● **Excerpt to read**:
========================================

June 27, 2013 @ 3:00 pm
Locked in the Tardis with Alan Moore.
June 27, 2013 @ 5:08 pm
Burroughs provides no such easy access route
I think he's actually the most accessible of the Big Three Beats, because of his recordings. I remember hearing him on one of the old Dial-a-Poem Poets albums on a college radio station in my teens, and I was hooked immediately. Since then the Dead City Radio and Spare Ass Annie CDs have come out. Both are very inviting, if not to everyone than at least to listeners with a dark sense of humor. And once you've heard his voice, it's a lot easier to handle his prose, even when it's extremely experimental.
Burroughs had a much bigger impact on me in my teen and college years than either Ballard or Moorcock. (And Ballard had a bigger impact than Moorcock. I've actually read very little Moorcock. Or at least it feels that way, given how much he's written.)
June 27, 2013 @ 10:32 pm
Apologies if this has already been mentioned, but the magical war between Moore and Morrison must be in the zeitgeist right now, as I just discovered this:
http://youtu.be/RE3wBUn-0p8
June 27, 2013 @ 11:57 pm
When I first began reading Moorcock I was about 11 or 12, and took his work at face value as serious fantasy. Much later I realised I'd missed quite a lot of the irony in his work. Moorcock seems to be one of those writers who can spend years crafting a novel, or churn out a fantasy trilogy in months, and they will be equally readable. At this stage of his career he's got so much past material to draw on that it's almost second nature for him to drag one of his Eternal Champions through the wringer for yet another novel, and whatever else, it'll be enjoyable.

========================================

● **Provided records**:
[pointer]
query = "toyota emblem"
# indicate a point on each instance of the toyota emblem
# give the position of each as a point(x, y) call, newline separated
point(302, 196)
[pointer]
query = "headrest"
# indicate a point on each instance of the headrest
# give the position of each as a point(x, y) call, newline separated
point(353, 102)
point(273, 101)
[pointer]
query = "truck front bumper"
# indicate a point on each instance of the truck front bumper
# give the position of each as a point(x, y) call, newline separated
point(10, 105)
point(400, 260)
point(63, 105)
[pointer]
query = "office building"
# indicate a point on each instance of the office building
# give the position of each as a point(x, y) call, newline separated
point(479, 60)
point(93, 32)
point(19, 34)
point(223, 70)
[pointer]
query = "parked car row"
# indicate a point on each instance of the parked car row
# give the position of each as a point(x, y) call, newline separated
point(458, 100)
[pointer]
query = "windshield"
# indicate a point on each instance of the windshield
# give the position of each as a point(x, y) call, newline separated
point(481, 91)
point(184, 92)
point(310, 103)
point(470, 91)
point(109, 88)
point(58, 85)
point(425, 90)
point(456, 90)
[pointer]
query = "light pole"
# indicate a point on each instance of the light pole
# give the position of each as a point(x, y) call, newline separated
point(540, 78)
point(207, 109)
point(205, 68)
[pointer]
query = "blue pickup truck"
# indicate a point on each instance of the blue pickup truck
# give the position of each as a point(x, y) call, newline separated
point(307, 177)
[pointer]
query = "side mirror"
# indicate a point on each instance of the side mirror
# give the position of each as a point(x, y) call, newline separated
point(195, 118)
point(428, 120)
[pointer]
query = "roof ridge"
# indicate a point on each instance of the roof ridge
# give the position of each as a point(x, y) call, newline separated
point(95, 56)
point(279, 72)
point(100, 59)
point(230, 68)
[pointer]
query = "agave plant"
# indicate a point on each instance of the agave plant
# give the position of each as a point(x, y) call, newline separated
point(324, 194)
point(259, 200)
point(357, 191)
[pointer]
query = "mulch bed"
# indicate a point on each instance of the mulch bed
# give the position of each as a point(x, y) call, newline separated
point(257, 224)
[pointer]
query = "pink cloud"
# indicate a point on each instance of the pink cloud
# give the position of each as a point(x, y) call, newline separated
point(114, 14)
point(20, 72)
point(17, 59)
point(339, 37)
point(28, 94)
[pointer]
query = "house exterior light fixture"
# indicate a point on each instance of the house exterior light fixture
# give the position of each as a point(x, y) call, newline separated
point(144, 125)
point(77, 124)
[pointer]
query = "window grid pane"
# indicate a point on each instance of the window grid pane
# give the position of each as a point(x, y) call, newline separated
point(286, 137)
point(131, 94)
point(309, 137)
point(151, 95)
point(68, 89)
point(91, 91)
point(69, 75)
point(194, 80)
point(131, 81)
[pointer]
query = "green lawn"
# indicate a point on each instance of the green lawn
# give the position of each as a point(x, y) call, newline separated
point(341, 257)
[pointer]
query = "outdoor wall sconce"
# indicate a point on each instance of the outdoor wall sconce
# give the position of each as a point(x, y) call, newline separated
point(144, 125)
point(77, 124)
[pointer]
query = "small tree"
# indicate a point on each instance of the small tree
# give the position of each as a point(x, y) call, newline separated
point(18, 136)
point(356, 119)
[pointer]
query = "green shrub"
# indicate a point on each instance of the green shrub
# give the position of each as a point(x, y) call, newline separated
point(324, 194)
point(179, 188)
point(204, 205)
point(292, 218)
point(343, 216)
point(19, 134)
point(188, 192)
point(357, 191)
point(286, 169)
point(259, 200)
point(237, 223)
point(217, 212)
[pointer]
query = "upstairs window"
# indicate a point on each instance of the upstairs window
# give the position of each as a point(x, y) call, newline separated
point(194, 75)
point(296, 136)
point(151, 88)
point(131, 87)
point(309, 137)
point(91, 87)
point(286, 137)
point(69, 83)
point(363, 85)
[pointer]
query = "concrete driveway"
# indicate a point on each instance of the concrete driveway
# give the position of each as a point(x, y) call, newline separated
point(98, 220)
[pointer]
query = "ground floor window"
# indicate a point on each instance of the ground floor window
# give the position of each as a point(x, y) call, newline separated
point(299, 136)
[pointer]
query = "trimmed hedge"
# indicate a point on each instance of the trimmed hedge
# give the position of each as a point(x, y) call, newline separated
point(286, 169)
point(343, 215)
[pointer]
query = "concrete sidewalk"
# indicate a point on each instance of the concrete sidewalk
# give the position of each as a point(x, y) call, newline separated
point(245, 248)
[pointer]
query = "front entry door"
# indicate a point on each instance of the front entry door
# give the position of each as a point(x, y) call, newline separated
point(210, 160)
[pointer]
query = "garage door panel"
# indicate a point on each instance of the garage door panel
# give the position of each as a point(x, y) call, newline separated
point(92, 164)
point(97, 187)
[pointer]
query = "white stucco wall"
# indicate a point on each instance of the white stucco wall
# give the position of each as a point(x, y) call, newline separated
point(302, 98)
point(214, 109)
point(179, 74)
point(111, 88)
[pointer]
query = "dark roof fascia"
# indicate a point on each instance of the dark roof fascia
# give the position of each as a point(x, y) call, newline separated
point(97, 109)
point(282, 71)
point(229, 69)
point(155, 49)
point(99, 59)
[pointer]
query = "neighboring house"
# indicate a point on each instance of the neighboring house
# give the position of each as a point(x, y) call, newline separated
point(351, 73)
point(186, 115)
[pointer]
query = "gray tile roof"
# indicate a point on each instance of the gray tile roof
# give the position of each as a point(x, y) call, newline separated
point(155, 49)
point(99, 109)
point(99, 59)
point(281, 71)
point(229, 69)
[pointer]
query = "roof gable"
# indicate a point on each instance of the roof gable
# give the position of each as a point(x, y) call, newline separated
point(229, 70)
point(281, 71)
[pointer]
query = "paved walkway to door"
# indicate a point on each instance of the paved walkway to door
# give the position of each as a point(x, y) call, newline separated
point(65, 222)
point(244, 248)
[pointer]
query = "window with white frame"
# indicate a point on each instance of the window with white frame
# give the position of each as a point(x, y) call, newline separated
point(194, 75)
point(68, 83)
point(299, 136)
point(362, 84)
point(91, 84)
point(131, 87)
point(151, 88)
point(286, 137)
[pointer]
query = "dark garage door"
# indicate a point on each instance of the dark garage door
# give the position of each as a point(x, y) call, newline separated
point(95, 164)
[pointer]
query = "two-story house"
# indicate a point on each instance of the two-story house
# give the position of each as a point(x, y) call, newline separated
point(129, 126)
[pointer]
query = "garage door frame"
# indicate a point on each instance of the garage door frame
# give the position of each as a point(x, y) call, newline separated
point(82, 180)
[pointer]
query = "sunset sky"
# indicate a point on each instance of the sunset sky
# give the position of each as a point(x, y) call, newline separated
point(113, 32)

========================================

● **Work to complete**:
Carry on the comment thread about Burroughs and Moorcock from the point where it stops. The items are separate from the comment thread about Burroughs and Moorcock and have nothing to do with it.

● **The answer**:
A lot of his fantasy work hovers continually on the borders of self-parody (and in some cases may even have crossed it).
"The Stone Thing" is arguably the most self-aware work he's ever written, and manages to condense his whole fantasy oeuvre into a few paragraphs.
It's only 3 pages long, but it's worth it:
http://goo.gl/4eYkA
June 28, 2013 @ 2:44 am
Thanks for the recommendations – I have ordered Dancers at the End of Time Complete in One Volume and shall see how it goes. It started well as I Looked Inside on Amazon, so I await its delivery.
July 8, 2013 @ 7:41 pm
In relation to Moorcock's best-known fantasy characters, it's probably worth mentioning that Elric is the character he returned to most frequently and recently. He wrote two new novels around 1990 and a trilogy in the early 2000s. An Elric variant also turned up in the Second Ether series.
The Von Bek family is worth keeping an eye out for, with "The City in the Autumn Stars" being of particular interest to readers of this blog due to its strong alchemical element.
February 13, 2015 @ 5:06 am
Great to hear the discussion (after the fact!) on Moorcock. As well as devouring his books, the work of Burroughs certainly was a massive influence on me as a student.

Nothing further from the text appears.